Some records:
──────────────────────────────
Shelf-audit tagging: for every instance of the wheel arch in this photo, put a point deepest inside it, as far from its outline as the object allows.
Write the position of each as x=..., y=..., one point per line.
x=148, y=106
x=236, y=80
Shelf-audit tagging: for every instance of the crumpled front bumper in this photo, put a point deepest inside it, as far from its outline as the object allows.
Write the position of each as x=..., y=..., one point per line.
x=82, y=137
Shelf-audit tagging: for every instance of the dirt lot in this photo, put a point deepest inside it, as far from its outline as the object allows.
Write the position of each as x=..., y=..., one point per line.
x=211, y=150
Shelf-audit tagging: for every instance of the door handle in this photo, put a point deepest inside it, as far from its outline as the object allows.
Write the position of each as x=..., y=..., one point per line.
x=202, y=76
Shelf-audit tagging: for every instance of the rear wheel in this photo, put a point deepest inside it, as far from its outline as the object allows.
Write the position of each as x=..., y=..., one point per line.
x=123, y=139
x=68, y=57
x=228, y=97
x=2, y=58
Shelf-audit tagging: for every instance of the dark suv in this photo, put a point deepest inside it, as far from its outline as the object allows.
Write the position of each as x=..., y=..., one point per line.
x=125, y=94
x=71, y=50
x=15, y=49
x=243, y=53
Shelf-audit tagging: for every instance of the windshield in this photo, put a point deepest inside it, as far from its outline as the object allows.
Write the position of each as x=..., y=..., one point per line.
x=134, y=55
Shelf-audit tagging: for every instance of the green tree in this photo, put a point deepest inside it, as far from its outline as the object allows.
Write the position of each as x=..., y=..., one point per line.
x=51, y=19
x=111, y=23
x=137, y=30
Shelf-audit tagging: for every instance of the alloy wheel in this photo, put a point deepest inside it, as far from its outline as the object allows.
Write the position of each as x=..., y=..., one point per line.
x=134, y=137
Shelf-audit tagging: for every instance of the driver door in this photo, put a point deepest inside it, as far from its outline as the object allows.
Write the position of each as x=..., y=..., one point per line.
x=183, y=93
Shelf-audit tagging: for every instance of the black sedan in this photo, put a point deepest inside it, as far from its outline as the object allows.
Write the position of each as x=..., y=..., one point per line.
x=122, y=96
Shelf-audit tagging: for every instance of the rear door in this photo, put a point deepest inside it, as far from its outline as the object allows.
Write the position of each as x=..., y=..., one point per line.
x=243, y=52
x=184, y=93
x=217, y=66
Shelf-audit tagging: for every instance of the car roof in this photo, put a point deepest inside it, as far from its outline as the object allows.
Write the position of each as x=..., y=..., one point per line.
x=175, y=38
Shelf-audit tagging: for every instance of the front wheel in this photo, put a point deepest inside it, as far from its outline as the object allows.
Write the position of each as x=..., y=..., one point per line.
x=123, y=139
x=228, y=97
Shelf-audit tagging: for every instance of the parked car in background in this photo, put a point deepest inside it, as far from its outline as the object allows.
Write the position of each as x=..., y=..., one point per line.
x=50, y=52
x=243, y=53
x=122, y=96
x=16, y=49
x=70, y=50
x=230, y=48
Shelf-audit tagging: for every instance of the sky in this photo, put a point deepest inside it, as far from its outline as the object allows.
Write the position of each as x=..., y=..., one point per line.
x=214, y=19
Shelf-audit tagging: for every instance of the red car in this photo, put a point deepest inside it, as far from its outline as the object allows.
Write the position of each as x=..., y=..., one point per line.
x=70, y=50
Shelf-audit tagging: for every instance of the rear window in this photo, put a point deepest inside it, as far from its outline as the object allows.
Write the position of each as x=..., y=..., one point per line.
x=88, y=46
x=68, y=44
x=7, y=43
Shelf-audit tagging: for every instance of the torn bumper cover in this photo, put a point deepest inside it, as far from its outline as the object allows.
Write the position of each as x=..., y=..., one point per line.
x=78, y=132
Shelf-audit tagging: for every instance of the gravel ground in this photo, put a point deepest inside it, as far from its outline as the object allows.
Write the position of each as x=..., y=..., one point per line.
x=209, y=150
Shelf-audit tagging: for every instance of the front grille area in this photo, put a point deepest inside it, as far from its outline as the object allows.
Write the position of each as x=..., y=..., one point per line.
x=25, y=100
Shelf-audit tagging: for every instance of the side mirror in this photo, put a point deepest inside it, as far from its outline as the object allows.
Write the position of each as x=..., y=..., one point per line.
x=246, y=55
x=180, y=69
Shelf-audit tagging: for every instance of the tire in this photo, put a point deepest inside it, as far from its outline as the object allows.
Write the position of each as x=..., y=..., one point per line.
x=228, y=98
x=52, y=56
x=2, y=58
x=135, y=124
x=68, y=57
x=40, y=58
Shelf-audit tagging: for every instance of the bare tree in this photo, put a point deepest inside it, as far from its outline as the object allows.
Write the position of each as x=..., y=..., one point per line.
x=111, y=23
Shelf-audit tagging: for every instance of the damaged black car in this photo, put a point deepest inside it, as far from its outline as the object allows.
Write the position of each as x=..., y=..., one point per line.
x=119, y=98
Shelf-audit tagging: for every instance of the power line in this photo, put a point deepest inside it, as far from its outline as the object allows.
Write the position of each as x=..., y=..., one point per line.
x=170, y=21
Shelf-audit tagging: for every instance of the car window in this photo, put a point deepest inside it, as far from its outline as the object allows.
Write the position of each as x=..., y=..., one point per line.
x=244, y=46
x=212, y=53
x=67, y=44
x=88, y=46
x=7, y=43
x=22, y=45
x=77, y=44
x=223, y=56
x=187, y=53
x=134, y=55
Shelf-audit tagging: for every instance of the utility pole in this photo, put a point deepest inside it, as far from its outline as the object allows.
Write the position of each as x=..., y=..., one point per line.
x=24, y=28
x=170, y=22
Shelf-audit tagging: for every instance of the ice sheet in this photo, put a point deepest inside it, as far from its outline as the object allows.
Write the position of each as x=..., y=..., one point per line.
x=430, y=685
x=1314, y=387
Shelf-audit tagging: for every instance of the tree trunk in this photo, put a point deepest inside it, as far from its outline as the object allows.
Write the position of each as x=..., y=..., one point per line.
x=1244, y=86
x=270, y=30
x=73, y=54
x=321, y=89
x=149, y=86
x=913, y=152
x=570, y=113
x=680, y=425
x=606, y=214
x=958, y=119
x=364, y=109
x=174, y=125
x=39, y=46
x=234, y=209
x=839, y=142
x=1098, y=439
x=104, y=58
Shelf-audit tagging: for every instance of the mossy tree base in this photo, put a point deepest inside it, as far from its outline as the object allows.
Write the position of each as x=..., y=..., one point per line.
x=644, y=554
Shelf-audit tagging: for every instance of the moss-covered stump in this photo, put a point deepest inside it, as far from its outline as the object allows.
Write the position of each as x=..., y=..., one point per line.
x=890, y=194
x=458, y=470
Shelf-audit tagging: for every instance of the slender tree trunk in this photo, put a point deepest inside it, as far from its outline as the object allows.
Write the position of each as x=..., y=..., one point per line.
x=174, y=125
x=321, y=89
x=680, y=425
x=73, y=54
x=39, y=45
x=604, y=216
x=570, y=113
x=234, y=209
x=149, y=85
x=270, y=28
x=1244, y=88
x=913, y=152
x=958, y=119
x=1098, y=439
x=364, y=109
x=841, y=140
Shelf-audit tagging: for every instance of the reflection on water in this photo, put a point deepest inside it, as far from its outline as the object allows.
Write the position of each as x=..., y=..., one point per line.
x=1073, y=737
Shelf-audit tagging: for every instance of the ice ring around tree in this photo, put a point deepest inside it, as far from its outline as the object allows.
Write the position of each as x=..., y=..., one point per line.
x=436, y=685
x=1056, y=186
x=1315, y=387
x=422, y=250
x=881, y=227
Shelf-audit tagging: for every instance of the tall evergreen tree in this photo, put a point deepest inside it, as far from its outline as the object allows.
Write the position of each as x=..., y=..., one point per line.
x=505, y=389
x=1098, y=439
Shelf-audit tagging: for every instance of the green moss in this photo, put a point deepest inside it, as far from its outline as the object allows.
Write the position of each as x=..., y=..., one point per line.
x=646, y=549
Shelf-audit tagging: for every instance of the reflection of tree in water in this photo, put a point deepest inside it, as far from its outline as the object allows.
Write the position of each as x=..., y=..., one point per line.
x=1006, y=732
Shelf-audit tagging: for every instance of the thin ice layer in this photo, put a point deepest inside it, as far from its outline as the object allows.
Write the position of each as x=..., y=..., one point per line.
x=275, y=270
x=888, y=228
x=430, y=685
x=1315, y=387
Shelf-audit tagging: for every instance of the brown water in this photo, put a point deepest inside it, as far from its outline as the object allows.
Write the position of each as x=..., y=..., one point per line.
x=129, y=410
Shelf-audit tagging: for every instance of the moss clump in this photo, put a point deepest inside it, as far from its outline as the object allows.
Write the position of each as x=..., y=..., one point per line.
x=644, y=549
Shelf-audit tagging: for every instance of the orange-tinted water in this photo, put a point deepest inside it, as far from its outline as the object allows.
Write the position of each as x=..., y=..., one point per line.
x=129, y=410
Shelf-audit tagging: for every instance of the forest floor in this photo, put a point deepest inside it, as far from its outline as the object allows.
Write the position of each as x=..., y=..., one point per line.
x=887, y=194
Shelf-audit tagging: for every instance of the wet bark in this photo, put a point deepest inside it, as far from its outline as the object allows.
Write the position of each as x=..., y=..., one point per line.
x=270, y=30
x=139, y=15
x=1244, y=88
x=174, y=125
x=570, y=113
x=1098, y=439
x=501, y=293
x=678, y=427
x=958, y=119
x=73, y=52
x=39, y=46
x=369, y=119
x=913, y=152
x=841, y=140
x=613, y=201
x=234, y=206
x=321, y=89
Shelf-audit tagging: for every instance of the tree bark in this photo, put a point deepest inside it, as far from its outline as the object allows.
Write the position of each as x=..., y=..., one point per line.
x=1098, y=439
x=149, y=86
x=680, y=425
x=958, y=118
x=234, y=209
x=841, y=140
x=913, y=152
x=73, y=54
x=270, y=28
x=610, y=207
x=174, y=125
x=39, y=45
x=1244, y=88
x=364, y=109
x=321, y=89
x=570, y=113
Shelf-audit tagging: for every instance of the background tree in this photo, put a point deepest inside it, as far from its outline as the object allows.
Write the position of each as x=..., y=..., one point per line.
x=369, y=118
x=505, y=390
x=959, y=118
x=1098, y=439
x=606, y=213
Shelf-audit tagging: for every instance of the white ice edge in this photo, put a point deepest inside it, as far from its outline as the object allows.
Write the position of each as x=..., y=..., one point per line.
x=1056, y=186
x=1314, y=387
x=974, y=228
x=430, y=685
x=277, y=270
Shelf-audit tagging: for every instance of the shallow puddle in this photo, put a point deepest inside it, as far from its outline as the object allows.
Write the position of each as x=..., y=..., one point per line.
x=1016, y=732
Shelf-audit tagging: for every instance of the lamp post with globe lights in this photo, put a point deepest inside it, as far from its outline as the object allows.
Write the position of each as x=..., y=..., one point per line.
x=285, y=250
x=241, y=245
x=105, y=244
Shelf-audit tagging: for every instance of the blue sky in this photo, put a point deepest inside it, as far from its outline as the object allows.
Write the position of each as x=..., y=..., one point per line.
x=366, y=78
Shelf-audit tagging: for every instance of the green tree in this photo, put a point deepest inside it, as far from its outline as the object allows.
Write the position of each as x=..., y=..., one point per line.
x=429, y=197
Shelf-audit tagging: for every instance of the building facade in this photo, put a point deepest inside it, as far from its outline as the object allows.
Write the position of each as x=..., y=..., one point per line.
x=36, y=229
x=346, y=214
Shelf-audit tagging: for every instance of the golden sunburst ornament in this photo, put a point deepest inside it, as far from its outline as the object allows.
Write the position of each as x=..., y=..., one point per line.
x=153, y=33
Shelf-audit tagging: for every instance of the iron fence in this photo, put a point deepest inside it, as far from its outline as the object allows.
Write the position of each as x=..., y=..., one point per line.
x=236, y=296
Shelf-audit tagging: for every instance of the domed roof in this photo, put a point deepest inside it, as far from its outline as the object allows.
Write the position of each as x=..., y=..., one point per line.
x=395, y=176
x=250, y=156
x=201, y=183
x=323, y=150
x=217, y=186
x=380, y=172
──────────────────────────────
■ What you need to do: Render everything in the data from the line containing "Shelf-audit tagging: for every instance of the rear door" down to the line containing "x=217, y=66" as a Markdown table with the columns No. and Text, one numbered row per line and blank lines omitted.

■ Finished answer:
| No. | Text |
|---|---|
| 1 | Shelf-audit tagging: for every instance of the rear door in this photo, put a point deepest inside it, as far from its outline as the object allows. |
| 2 | Write the position of each as x=..., y=..., one point per line. |
| 3 | x=243, y=52 |
| 4 | x=184, y=93 |
| 5 | x=217, y=66 |